* Selected passage
A namesake mosaic is displayed at the Basilica of the National Shrine of the Immaculate Conception in Washington D.C. established in 2002.

Controversy arose due to the Marian iconography allegedly having syncretist associations to the Buddhist goddess Kuan Yin and not being officially sanctioned by the Holy Office for religious propagation. Adding more political issues, a Chinese cardinal, Thomas Tien Keng-Hsin, sanctioned this variant image for a religious prayer card for the persecuted in China, and was widely promoted in America and Canada. (Note: Several churches, chapels, and pastoral centers around the world, predominantly those focused on ministry to Chinese-speaking Catholics, have adopted the name, including a mission in Washington, D.C. St. Genevieve's Chinese Roman Catholic Church, Fresno, California also honors Our Lady of China. There is a Chapel of Our Lady of China in the Diocese of Brooklyn, New York.

In the Philippines where the Chinese and Chinese-Filipinos comprise the biggest ethnic community, the Santa Maria Parish of the Jesuit Fathers, located at the old Ateneo campus in Iloilo City, is the only church in the country dedicated to Our Lady of China that is duly recognized by the Catholic Bishops Conference of the Philippines (CBCP). The Archdiocesan Shrine of the Most Sacred Heart of Jesus in D. Jakosalem, Cebu City, still by the Jesuits, also houses an image of Our Lady of China. It used to be dedicated to this title of Our Lady until the patronage was changed to the Sacred Heart of Jesus. Although Binondo in Manila is the country's Chinese capital, both the Minor Basilica of Saint Lorenzo Ruiz (Filipino Parish) and the Binondo Chinese Parish does not house an image of the Chinese Madonna (as clarified by representatives of both parishes). As of October 2020, images of Our Lady of China (sometimes referred to as Our Lady of Sheshan) can be found at the following Chinese-Filipino Catholic communities: Santa Maria- Our Lady of China Parish, Iloilo City; Ateneo de Iloilo - Santa Maria Catholic School, Iloilo City; Archdiocesan Shrine of the Most Sacred Heart of Jesus, Cebu City; Sacred Heart School - Ateneo de Cebu, Mandaue City; Saint Peter the Apostle Parish, Paco, Manila; Lorenzo Ruiz Mission Society Seminary, Manila; Saint Jude Catholic School (National Shrine of Saint Jude Thaddeus), Manila; St. Jude Thaddeus Parish, Legazpi City; Queen of Peace Parish, Bacolod City; Resurrection of the Lord Parish, Iligan City; and Our Lady of Lourdes Parish in Butuan City (P. Burgos Street).)

Nevertheless, Pope Francis granted a canonical coronation to the image, as existing at a shrine in Taiwan, in 2022.

* Given entries
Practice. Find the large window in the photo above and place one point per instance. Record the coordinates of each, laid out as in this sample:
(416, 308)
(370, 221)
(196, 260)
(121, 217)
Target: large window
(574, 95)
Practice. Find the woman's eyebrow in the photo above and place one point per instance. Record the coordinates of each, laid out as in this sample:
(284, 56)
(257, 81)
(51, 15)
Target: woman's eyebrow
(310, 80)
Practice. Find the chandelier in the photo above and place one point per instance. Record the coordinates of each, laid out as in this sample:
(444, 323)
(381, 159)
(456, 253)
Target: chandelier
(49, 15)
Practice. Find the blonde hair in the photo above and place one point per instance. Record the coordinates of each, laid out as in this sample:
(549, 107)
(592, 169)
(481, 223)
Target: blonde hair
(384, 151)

* * *

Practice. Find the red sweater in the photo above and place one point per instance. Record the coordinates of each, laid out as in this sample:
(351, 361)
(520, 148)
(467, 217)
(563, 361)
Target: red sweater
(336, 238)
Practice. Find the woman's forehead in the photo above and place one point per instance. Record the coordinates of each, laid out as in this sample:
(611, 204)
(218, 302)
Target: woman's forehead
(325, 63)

* Work request A
From the October 2020 list in the Our Lady of China text, give every entry whose name contains the word "Parish," along with its city.
* Work request B
Answer these from the Our Lady of China text:
(i) Which cardinal sanctioned the variant image for a prayer card for the persecuted in China?
(ii) Which body recognizes the Santa Maria Parish in Iloilo City as dedicated to Our Lady of China?
(iii) In what year did Pope Francis grant a canonical coronation to the image?

* Task answer A
- Santa Maria- Our Lady of China Parish, Iloilo City
- Saint Peter the Apostle Parish, Paco, Manila
- St. Jude Thaddeus Parish, Legazpi City
- Queen of Peace Parish, Bacolod City
- Resurrection of the Lord Parish, Iligan City
- Our Lady of Lourdes Parish, Butuan City (P. Burgos Street)

* Task answer B
(i) Thomas Tien Keng-Hsin
(ii) The Catholic Bishops Conference of the Philippines (CBCP)
(iii) 2022